**What to produce**
Copy the data below from the line containing "Rules: pick out each instance of the wooden fascia" down to the line containing "[[733, 723], [843, 461], [737, 606], [492, 670], [1031, 537]]", swapping every "instance" for "occurrence" and leaving everything else as it is.

>>

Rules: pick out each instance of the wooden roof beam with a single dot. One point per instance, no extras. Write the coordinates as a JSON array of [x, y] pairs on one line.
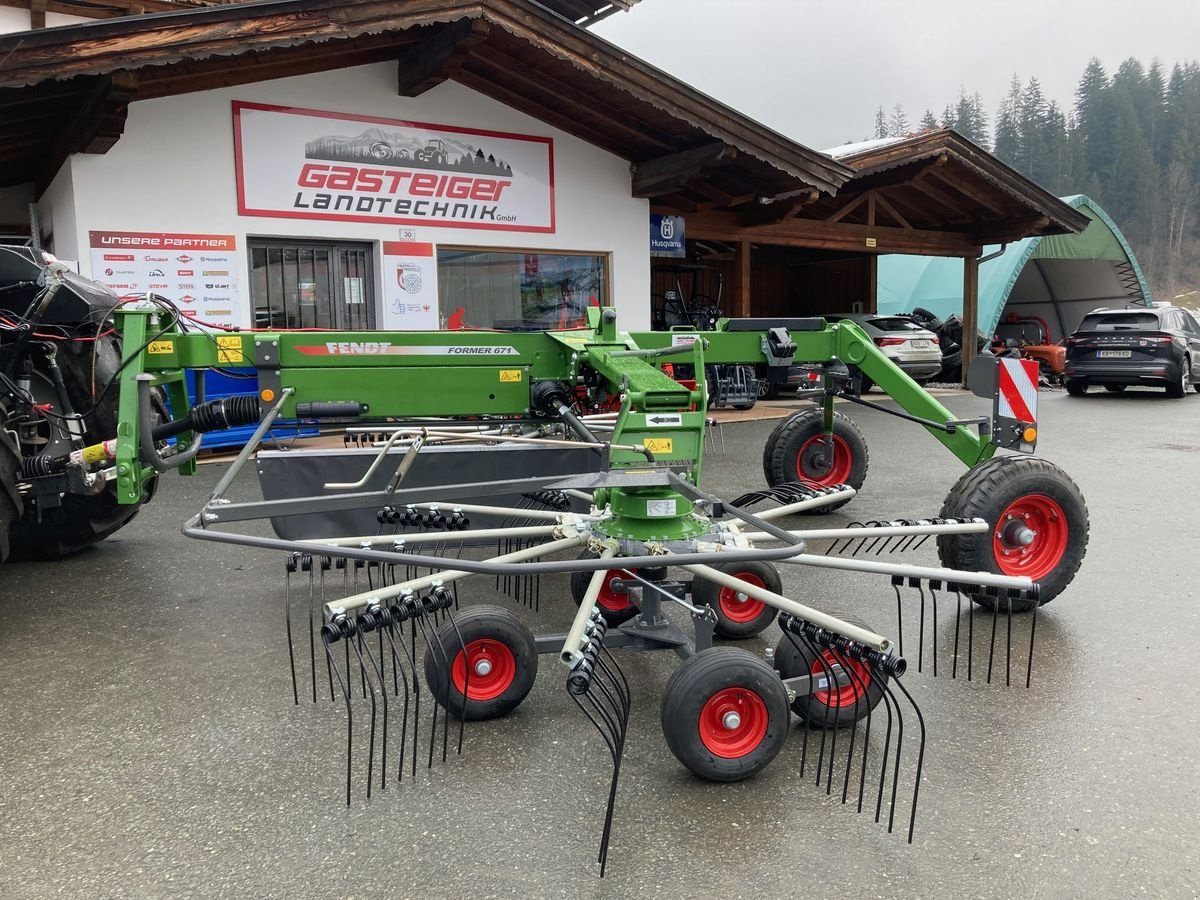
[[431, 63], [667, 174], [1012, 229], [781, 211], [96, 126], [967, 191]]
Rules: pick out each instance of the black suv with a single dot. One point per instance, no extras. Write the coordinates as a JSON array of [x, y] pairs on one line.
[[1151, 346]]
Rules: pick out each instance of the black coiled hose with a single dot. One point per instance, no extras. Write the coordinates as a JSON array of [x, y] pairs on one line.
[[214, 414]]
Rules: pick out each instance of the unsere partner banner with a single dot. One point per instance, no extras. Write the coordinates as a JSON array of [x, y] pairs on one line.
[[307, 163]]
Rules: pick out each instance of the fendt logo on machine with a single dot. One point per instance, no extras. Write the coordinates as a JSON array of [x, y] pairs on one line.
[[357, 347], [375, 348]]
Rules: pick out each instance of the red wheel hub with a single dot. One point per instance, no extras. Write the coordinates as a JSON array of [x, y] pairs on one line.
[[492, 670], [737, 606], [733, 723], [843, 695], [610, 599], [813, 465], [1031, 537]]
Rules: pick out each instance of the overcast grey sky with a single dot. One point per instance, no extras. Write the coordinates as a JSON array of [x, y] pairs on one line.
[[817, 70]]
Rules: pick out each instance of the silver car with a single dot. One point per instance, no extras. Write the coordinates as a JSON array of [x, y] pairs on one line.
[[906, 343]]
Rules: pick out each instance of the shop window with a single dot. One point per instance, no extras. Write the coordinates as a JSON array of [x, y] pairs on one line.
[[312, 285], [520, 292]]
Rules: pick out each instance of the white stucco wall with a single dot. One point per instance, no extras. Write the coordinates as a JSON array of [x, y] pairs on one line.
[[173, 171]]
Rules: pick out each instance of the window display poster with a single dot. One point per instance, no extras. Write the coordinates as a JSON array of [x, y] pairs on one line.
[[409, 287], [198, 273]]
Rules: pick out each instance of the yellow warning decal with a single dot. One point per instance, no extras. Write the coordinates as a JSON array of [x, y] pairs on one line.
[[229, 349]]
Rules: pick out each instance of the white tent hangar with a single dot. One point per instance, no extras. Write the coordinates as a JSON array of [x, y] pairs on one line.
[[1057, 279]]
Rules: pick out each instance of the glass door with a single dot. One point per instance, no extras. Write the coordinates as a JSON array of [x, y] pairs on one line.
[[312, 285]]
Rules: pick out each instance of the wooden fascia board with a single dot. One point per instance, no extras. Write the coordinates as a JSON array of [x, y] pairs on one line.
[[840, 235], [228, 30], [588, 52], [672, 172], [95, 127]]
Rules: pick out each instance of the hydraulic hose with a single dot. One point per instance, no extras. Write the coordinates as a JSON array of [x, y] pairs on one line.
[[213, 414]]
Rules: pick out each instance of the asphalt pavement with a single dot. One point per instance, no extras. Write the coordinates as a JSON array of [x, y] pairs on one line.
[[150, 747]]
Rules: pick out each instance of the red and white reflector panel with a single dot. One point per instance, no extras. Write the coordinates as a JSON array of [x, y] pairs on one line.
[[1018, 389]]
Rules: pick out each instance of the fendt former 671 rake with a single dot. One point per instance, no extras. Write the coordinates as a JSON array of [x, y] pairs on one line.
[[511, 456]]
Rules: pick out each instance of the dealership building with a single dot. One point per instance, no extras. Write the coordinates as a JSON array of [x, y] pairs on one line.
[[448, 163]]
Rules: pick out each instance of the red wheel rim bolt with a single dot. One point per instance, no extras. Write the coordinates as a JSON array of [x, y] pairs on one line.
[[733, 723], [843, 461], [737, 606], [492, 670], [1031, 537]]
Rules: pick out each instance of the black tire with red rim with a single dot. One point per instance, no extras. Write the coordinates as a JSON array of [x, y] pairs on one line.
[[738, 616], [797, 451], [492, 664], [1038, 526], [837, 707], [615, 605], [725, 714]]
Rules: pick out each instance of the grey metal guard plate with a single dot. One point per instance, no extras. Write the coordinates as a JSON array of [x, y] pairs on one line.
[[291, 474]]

<<
>>

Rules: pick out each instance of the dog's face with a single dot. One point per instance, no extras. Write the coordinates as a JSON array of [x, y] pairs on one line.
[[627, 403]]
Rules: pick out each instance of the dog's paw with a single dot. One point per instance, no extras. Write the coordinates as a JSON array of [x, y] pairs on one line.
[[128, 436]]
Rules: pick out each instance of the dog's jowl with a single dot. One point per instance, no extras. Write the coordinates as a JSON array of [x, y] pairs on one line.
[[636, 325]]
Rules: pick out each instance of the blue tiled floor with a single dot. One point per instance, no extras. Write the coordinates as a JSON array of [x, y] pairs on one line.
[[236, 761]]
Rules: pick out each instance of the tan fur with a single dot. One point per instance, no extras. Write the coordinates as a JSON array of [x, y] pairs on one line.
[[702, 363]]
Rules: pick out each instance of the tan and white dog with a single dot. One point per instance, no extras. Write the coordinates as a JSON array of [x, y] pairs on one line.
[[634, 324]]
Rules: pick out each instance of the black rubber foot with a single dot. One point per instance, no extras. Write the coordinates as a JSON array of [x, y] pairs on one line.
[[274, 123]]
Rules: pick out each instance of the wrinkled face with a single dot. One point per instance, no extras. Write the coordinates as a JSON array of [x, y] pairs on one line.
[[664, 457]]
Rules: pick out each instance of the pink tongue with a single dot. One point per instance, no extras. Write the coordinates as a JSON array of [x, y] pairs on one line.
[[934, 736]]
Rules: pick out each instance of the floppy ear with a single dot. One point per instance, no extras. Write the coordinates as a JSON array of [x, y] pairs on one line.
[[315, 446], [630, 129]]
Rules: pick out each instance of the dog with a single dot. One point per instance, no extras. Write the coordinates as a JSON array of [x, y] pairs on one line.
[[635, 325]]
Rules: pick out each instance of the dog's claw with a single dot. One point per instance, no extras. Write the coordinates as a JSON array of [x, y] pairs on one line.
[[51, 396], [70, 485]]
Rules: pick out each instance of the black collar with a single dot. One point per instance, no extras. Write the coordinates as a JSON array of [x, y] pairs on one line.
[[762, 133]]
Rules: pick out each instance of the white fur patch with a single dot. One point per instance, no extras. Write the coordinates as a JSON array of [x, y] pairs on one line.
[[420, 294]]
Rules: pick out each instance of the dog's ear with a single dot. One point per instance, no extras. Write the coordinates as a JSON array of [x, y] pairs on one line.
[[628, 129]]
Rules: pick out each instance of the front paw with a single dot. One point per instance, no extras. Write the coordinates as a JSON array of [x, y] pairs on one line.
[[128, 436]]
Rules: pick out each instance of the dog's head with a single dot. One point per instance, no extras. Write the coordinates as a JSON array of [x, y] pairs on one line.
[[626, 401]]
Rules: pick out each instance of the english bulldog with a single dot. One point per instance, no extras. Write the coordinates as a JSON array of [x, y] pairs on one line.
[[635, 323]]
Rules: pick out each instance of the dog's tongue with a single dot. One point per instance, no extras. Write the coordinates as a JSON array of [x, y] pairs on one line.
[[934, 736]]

<<

**Exercise response**
Rules: pick out each occurrence of the wooden fascia board with a single dot. One point per occurrence, no extras. Write the coordinates as a JSON array of [x, y] pairs on one line.
[[840, 235], [228, 30], [588, 52], [672, 172], [95, 127]]
Rules: pick out each occurrence of the hydraulic hose with a single dot. One point per occurrence, no extras. Write the coordinates as a JSON array of [x, y] pairs on one line.
[[213, 414]]
Rules: pick out each occurrence of the asphalt pavement with a single dot. One point per occurrence, no extras. Write the coordinates as a JSON array of [x, y] pairs on one line.
[[150, 747]]
Rules: pick out each occurrence of the red and white reflector panel with a single dot. One point per occurrence, no extras. Write the coordinates as a JSON array of [x, y] pairs on one line.
[[1018, 389]]
Rules: pick out each occurrence of the fendt former 671 rake with a single dot. One point per occurrence, no extras. Write the coordinates as a JSON array of [x, y] pairs on one line.
[[511, 456]]
Rules: pick out each occurrence of the dealership building with a single dot. One point per occurrence, no extras. Write the coordinates as a JSON array of [x, y] pairs on one line.
[[448, 163]]
Rules: pick out each occurrence of the red wheel rim bolt with a single dot. One point per occurrence, no extras. Write the coordinates as a JSON array of [x, y] pairs on one line.
[[733, 723], [843, 461], [737, 606], [492, 670], [1031, 537]]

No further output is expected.